What is needed: Restate the entries below word for word, omitting nothing.

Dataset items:
*** Begin section ***
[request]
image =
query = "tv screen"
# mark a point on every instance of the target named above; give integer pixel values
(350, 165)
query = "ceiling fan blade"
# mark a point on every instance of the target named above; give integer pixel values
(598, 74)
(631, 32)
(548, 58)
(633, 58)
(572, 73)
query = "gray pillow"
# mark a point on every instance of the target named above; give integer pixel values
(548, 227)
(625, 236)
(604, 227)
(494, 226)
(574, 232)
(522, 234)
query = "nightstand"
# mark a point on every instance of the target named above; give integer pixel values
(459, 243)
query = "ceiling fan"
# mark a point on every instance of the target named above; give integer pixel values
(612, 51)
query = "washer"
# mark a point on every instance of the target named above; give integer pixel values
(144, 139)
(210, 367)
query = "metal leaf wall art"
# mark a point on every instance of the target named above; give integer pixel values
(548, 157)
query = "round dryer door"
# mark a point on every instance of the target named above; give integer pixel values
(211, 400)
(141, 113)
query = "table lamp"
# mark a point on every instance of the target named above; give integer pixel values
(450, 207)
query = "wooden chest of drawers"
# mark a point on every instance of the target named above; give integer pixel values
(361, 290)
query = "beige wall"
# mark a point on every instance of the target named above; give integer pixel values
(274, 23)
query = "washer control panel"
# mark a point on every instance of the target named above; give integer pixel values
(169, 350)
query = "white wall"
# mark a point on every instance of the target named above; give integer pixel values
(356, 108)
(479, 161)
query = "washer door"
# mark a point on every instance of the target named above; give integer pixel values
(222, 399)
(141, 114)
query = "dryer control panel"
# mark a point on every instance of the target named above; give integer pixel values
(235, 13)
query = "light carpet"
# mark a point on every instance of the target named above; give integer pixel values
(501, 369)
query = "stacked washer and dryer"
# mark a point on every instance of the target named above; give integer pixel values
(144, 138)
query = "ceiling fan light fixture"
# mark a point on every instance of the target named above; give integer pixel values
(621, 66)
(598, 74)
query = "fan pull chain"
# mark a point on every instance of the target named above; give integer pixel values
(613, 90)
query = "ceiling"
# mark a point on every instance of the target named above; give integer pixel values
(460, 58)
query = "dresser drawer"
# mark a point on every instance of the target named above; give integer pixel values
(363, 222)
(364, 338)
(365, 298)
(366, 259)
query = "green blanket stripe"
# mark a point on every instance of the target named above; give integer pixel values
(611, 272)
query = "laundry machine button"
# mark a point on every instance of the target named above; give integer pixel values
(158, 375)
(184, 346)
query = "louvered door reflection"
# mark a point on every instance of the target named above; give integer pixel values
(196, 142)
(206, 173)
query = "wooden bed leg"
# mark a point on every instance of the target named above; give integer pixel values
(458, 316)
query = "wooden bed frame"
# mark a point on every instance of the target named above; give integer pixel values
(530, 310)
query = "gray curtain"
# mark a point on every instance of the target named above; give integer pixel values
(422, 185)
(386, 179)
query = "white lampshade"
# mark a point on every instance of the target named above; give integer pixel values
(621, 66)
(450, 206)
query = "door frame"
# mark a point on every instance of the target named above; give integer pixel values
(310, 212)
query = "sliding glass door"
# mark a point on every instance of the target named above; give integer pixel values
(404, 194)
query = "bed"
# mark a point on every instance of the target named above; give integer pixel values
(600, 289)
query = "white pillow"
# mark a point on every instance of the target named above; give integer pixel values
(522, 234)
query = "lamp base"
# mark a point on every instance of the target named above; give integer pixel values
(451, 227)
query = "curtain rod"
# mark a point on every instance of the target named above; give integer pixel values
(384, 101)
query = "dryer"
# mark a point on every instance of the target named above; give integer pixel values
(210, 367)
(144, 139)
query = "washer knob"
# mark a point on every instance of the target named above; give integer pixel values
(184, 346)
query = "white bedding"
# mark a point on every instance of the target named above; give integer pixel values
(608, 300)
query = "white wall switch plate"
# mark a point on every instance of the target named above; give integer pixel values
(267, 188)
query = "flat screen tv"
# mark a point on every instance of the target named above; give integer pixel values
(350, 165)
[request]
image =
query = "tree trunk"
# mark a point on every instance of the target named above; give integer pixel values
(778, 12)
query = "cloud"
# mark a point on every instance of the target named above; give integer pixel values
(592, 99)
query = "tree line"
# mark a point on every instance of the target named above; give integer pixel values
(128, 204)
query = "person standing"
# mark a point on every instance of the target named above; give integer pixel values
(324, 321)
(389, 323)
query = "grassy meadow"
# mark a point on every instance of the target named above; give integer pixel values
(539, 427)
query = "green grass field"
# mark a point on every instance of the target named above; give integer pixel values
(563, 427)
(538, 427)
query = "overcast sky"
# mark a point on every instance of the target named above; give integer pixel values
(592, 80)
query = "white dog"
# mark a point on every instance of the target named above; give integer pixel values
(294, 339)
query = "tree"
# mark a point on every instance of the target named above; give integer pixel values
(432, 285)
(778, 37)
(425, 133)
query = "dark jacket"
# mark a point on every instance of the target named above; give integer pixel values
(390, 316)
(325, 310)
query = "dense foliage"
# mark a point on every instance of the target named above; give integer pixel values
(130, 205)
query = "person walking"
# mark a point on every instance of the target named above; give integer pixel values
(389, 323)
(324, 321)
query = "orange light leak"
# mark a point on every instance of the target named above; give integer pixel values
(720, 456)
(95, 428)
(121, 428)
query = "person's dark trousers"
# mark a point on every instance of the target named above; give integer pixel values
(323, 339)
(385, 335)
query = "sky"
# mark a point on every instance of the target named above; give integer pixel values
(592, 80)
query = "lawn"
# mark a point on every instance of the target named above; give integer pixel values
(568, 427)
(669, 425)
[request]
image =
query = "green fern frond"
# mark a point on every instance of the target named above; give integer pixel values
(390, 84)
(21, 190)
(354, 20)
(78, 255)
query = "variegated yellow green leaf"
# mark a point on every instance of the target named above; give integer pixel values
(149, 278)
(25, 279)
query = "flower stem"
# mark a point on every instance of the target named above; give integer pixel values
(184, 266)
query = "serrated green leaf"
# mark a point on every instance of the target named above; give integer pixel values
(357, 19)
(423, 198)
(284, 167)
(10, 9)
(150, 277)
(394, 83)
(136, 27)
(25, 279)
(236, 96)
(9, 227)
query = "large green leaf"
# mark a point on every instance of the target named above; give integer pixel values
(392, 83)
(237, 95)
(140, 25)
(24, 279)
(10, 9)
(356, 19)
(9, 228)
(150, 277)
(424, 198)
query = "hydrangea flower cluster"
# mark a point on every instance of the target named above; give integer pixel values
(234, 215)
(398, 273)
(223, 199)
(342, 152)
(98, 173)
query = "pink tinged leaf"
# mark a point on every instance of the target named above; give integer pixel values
*** End section ***
Expected answer:
[request]
image =
query = "tv screen"
# mark a point on every instance of the target named above; give integer pixel values
(350, 165)
query = "ceiling fan blade"
# mark a point on every instance of the target named above; give integer pixel values
(598, 74)
(631, 32)
(548, 58)
(633, 58)
(572, 73)
query = "gray pillow"
# mark a point on every instance of the target named above; give integer pixel values
(548, 227)
(625, 236)
(604, 227)
(494, 226)
(574, 232)
(522, 234)
query = "nightstand"
# mark a point on every instance of the target named above; give integer pixel values
(459, 243)
query = "ceiling fan"
# mark a point on every instance of the target named above; give integer pixel values
(612, 51)
query = "washer"
# mark a point on every instance of the target named above; give integer pixel values
(144, 139)
(210, 367)
query = "metal leaf wall art"
# mark a point on every instance of the target named above; give integer pixel values
(548, 157)
query = "round dryer door"
# mark a point on every instance of the target named above; give integer pixel values
(211, 400)
(141, 113)
query = "table lamp"
# mark a point on every instance of the target named above; give integer pixel values
(450, 207)
query = "wooden chest of drawers"
# mark a point on every instance of the target named above; give integer pixel values
(361, 290)
query = "beige wall"
# mark a point on every instance of the target named above; give integer pixel values
(274, 23)
query = "washer control panel"
# mark a point on every instance of the target named above; give integer pixel values
(169, 350)
query = "white wall"
# mark a point on every instance of the target named above; give integer pixel values
(356, 108)
(479, 161)
query = "washer door"
# mark a point on every instance of the target named above; give integer pixel values
(222, 399)
(141, 114)
query = "dryer control panel"
# mark a point on every instance of the target named above; give integer pixel values
(235, 13)
query = "light carpet"
# mark a point on every instance of the target named above; give integer pixel values
(501, 369)
query = "stacked washer and dryer"
# mark a point on every instance of the target named above; give integer pixel values
(144, 138)
query = "ceiling fan light fixture"
# mark a point on every instance of the target named above; give integer pixel values
(621, 66)
(598, 74)
query = "fan pull chain"
# mark a point on every instance of the target named above; give integer pixel values
(613, 90)
query = "ceiling"
# mark a point on every instance of the target named above; give integer pixel values
(460, 58)
query = "dresser drawer"
# mark a point on every instance of the target named above; give integer pixel values
(363, 222)
(364, 338)
(365, 298)
(366, 259)
query = "green blanket stripe"
# mark a point on every instance of the target named above; give integer pixel values
(611, 272)
query = "laundry machine button"
# mark a point on every instance of the target named above; give integer pixel values
(158, 375)
(184, 346)
query = "louvered door reflection"
# mark a point on every instance of the target named above; give integer pixel values
(196, 142)
(206, 173)
query = "wooden bed leg"
# mark a point on every instance of the target named above; give integer pixel values
(458, 316)
query = "wooden bed frame"
# mark a point on every instance of the target named above; give integer pixel values
(530, 310)
query = "gray curtain"
# mark a point on every instance of the target named above; give integer pixel values
(422, 185)
(386, 179)
query = "white lampshade"
# mark a point on every instance of the target named above; give integer pixel values
(621, 66)
(450, 206)
query = "door frame"
# mark a point on every instance of the target named above; give integer pixel values
(310, 212)
query = "sliding glass door"
# mark a point on every instance of the target named above; give integer pixel values
(404, 194)
query = "bed"
# mark a point on every instance of the target named above; give integer pixel values
(600, 289)
query = "white pillow"
# mark a point on every instance of the target named above; give integer pixel values
(522, 234)
query = "lamp base"
# mark a point on every instance of the target named above; give integer pixel values
(451, 227)
query = "curtain rod"
# mark a point on every instance of the target named above; give integer pixel values
(384, 101)
query = "dryer"
# mark a point on every instance of the target named above; give integer pixel values
(210, 367)
(144, 139)
query = "washer knob"
# mark a point on every instance of the target named above; give integer pixel values
(184, 346)
query = "white bedding"
# mark a point on every instance of the target named above; give integer pixel values
(608, 300)
query = "white wall switch plate"
# mark a point on every instance of the target named above; give integer pixel values
(267, 188)
query = "flat screen tv"
# mark a point on every instance of the target named above; give integer pixel values
(350, 165)
[request]
image =
query = "tree trunk"
# mark a point on every instance of the target named above; give integer pixel values
(778, 12)
query = "cloud"
# mark a point on every instance of the target named above; give integer pixel values
(592, 99)
query = "tree line"
# mark a point on every instance of the target named above; give integer pixel values
(128, 204)
query = "person standing"
# mark a point on every instance of the target named above; give integer pixel values
(324, 321)
(389, 323)
query = "grassy meadow"
# mark a point on every instance of the target named above; give integer pixel values
(539, 427)
query = "green grass field"
# mark a point on every instance of the target named above; give integer pixel values
(563, 427)
(538, 427)
query = "overcast sky"
# mark a point on every instance of the target named above; give integer pixel values
(592, 80)
query = "white dog"
# mark a point on every instance of the target named above; give integer pixel values
(294, 339)
query = "tree"
# mark a point on every instance of the target named above; give integer pixel values
(432, 285)
(778, 37)
(425, 133)
query = "dark jacket"
# mark a point on every instance of the target named above; give integer pixel values
(390, 316)
(325, 310)
query = "dense foliage"
# mark a point on every instance of the target named above; give integer pixel values
(130, 205)
query = "person walking"
# mark a point on every instance of the target named above; give integer pixel values
(389, 323)
(324, 321)
query = "orange light leak"
# mark a point on every instance of the target named above; give integer pixel values
(720, 456)
(95, 428)
(121, 428)
query = "person's dark trousers"
# mark a point on every instance of the target named above; give integer pixel values
(323, 339)
(385, 335)
query = "sky"
# mark a point on every instance of the target named above; give integer pixel values
(592, 80)
query = "lawn"
# mark a point on every instance of the target named above; give integer pixel values
(568, 427)
(669, 425)
[request]
image =
query = "green fern frond"
# mark a point on every instance of the target named above; give integer pixel values
(390, 84)
(21, 190)
(354, 20)
(78, 255)
query = "variegated yellow green leaf"
# mark a point on every instance of the target named above; give integer pixel values
(149, 278)
(25, 279)
query = "flower stem"
# mark a point on every instance of the target named above; give integer pixel values
(184, 266)
query = "serrated green leaf"
# mark a point on every instance of the target named above; give integer pixel values
(357, 19)
(423, 198)
(284, 167)
(10, 9)
(150, 277)
(394, 83)
(136, 27)
(25, 279)
(236, 96)
(9, 227)
query = "large green leaf"
# mark a point on every instance of the target named above; give integer pixel values
(392, 83)
(237, 95)
(140, 25)
(24, 279)
(10, 9)
(356, 19)
(9, 228)
(150, 277)
(424, 198)
query = "hydrangea flower cluster"
# mark a point on every instance of the target named above; give integer pixel values
(234, 215)
(398, 273)
(223, 199)
(342, 152)
(98, 173)
query = "pink tinged leaf"
# mark a point on every instance of the target named above; give integer pixel values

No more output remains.